> **ASSIGNMENT**
Copy out the data below verbatim.

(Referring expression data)
──────────────────────────────
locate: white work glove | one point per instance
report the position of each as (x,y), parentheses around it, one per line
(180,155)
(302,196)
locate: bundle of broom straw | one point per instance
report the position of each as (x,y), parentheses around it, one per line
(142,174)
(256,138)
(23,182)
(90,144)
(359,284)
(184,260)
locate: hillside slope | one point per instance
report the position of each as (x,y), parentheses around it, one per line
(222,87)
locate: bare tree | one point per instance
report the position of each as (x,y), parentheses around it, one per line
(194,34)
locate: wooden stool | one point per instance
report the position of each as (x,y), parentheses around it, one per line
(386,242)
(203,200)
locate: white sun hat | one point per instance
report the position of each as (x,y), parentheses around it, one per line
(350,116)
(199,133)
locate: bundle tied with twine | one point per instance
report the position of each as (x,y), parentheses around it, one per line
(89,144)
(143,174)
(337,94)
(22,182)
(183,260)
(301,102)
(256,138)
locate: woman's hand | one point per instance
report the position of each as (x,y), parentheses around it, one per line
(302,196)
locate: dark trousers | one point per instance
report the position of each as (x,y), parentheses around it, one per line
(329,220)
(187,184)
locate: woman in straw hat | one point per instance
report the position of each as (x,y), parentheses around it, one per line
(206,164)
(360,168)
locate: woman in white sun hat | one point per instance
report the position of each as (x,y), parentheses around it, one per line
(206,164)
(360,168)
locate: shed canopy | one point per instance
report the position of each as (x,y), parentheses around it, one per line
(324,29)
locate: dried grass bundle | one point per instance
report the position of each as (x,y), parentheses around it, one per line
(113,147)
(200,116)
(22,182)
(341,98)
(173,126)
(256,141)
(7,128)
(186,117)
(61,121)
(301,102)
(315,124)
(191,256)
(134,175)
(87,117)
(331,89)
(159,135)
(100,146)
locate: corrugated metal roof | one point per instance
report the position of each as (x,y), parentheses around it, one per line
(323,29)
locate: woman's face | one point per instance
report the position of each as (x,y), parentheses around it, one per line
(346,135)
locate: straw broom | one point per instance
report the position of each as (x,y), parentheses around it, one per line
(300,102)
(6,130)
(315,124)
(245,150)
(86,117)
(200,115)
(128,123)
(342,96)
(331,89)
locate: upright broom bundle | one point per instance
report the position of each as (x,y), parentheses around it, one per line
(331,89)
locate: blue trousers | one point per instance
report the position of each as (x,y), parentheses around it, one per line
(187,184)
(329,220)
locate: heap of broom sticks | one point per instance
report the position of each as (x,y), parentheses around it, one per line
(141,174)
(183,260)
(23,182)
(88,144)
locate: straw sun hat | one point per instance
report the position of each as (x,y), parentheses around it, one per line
──────────────────────────────
> **SOLUTION**
locate: white work glove | one point per instance
report the position of each as (x,y), parentheses around it, one per line
(180,155)
(302,196)
locate: bundle of broom straw | one point per instance
report the position of each as (x,y), parentheses around it, one per line
(142,174)
(256,138)
(23,182)
(90,144)
(359,284)
(184,260)
locate: hillside slope | one point per instance
report the position of each as (x,y), parentheses around it, one per line
(222,87)
locate: bare tree | one point per instance
report the position of each as (x,y), parentheses around it, one per line
(194,34)
locate: wooden stool | one point per instance
report the position of each as (x,y), parentheses around it, one per line
(386,242)
(203,200)
locate: white sun hat | one point per instance
report the position of each as (x,y), parentheses around it, one per line
(350,116)
(199,133)
locate: bundle tied with twine | one point per instance
report the position of each as (x,y), parentheses around it, one per line
(89,144)
(143,174)
(337,94)
(22,182)
(183,260)
(301,102)
(256,138)
locate: woman's hand | one point per instance
report the position of each as (x,y), parentheses around it, one per line
(302,196)
locate: dark trousers | one point per instance
report the position of each as (x,y), parentheses around it, one per line
(329,220)
(187,184)
locate: woman in straw hat | one point per instance
report the position of each as (x,y), parentheses around it, one per line
(206,164)
(360,168)
locate: woman in white sun hat | one point per instance
report the position of each as (x,y), parentheses around it, one per line
(206,164)
(360,168)
locate: shed canopy | one point per instance
report the position of each as (x,y), parentheses around it, one per line
(324,29)
locate: dried grass bundle | one point per instance
report the position of each as (x,y), parentheses around it, one per line
(113,147)
(200,116)
(22,182)
(341,98)
(173,126)
(256,141)
(7,128)
(186,117)
(61,121)
(301,102)
(315,124)
(191,256)
(134,175)
(87,117)
(331,89)
(159,135)
(100,146)
locate: corrugated metal roof | one point per instance
report the position of each as (x,y), parentheses around it, one per line
(323,29)
locate: woman's face | one point per instance
report the position of each as (x,y), parentheses around it, one per line
(346,135)
locate: straw broom | one point per instance
report the position of each as (x,y), parentheses around it, one per line
(300,102)
(6,130)
(315,124)
(245,150)
(86,117)
(200,115)
(128,123)
(342,96)
(331,89)
locate: upright broom bundle | one point per instance
report the position of each as (x,y), parentheses around it, one per line
(331,89)
locate: blue trousers | one point per instance
report the position of each as (x,y), parentheses around it, one per line
(187,184)
(329,220)
locate: heap of broom sticks | one point per instance
report the position of each as (x,y), parentheses around it, one per line
(141,174)
(183,260)
(23,182)
(88,144)
locate: straw sun hat | one point per instance
report the position of each as (x,y), parentheses around it, one per line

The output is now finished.